**Written task**
Rewrite the stretch of records from the start through the line containing "[213,210,296,265]", keeping every line and changing only the bounding box coordinates in the answers. Multiply each coordinate by 0.25, round it to a whole number with halves rounded up, and omit the pictures.

Bounding box annotation entries
- - -
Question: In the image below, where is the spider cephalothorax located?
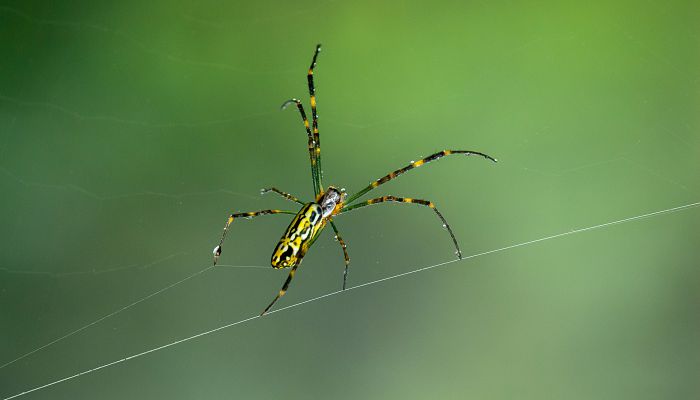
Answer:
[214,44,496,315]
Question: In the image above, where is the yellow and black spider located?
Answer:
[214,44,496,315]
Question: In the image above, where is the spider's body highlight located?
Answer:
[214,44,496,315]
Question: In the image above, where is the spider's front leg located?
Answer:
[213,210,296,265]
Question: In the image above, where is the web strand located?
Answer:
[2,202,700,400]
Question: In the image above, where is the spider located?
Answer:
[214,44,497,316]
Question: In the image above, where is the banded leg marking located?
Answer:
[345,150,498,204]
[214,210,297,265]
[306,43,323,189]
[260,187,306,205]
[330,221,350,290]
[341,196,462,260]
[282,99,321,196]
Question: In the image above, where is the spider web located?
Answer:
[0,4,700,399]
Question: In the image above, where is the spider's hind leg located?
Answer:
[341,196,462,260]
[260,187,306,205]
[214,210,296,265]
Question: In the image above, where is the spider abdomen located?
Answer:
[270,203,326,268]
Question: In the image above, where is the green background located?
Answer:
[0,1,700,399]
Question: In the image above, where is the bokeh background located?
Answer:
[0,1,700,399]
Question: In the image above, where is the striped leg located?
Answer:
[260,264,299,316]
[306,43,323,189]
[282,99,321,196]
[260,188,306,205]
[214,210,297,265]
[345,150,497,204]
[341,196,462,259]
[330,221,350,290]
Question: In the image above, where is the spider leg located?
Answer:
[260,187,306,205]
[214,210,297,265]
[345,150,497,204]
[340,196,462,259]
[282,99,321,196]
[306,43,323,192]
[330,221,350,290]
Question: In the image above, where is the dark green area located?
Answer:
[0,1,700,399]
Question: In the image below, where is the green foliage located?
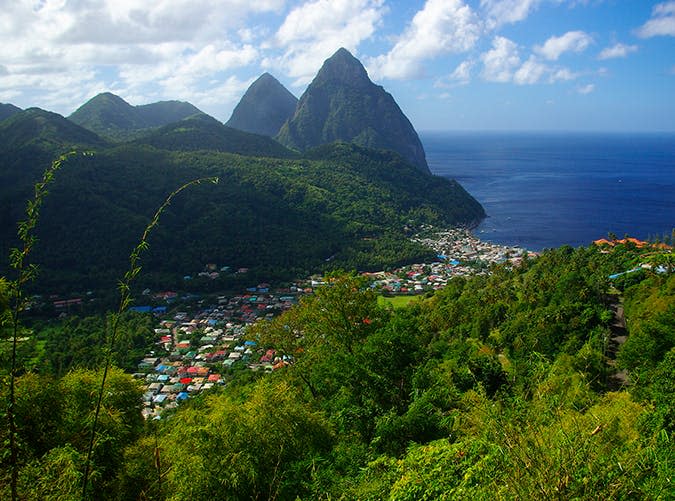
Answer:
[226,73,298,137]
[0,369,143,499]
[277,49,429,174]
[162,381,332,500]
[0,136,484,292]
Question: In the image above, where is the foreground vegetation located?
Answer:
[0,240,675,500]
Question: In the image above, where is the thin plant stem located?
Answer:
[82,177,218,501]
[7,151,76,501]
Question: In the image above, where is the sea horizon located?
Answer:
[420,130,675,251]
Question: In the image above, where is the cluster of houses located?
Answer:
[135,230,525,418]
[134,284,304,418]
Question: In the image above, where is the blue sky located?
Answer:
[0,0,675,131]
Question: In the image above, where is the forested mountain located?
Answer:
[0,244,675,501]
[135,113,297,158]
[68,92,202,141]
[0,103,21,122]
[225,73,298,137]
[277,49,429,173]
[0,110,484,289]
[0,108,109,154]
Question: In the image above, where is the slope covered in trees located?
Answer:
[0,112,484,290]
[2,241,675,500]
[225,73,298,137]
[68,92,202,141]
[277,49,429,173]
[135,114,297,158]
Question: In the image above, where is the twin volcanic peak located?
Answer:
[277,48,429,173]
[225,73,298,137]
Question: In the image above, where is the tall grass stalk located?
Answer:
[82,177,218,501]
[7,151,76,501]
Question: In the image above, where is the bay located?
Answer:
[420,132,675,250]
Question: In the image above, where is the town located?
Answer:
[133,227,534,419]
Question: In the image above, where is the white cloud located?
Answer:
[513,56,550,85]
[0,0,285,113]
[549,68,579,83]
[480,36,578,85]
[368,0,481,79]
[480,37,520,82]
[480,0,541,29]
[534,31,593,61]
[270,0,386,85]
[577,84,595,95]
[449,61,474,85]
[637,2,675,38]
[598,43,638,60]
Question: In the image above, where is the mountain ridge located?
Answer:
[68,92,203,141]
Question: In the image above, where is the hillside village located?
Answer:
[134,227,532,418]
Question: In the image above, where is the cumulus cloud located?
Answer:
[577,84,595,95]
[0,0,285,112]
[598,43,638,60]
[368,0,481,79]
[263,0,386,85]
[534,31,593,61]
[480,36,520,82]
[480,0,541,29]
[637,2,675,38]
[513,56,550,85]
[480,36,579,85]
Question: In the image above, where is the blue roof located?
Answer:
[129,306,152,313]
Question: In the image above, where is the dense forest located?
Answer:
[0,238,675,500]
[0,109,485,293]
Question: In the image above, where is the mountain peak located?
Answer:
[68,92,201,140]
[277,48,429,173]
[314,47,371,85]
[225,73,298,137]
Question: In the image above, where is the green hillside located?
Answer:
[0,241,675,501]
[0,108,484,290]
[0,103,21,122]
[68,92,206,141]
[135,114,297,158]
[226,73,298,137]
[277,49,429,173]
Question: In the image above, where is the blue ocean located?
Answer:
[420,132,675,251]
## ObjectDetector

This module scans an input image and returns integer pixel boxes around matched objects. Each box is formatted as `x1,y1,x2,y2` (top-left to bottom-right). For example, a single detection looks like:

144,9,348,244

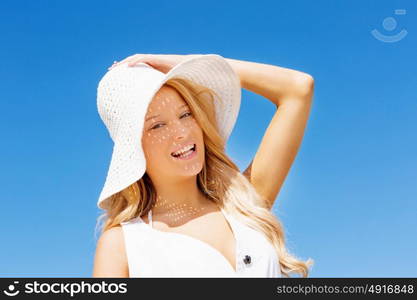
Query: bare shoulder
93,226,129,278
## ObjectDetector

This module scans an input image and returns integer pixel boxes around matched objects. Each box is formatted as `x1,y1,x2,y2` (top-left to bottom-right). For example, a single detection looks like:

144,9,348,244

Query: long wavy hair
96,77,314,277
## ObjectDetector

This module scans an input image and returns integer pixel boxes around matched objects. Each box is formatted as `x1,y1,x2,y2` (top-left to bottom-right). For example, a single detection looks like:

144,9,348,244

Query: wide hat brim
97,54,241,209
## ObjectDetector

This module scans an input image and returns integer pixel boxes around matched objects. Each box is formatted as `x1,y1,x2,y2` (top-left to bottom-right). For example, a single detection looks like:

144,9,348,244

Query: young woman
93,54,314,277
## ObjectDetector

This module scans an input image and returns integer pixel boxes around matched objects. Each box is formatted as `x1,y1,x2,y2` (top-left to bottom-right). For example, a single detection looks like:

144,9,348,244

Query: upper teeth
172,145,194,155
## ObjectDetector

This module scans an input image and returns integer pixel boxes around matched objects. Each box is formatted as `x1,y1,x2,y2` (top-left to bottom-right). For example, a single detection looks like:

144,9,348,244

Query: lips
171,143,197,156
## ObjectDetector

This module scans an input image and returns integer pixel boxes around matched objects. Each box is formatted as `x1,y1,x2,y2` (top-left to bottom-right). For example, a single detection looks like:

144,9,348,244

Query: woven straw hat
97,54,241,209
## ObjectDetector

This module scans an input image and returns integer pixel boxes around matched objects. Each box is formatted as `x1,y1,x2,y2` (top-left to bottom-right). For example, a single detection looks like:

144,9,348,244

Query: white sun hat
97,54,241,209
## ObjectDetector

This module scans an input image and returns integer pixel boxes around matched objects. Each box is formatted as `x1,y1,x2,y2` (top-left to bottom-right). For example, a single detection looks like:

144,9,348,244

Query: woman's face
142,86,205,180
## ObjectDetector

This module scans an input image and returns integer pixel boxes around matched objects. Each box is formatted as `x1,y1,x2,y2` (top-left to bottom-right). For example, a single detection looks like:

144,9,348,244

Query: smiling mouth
- - -
**Task solution**
Question: In the image below, where is the spider cephalothorax located?
Answer:
[54,11,124,79]
Question: In the image above, where is the yellow and black spider located?
Answer:
[54,11,124,79]
Question: In the image above, where is the spider's body highlight located?
Answer:
[54,11,124,79]
Question: In the image above, where is the spider's front leg located?
Answer:
[53,53,74,66]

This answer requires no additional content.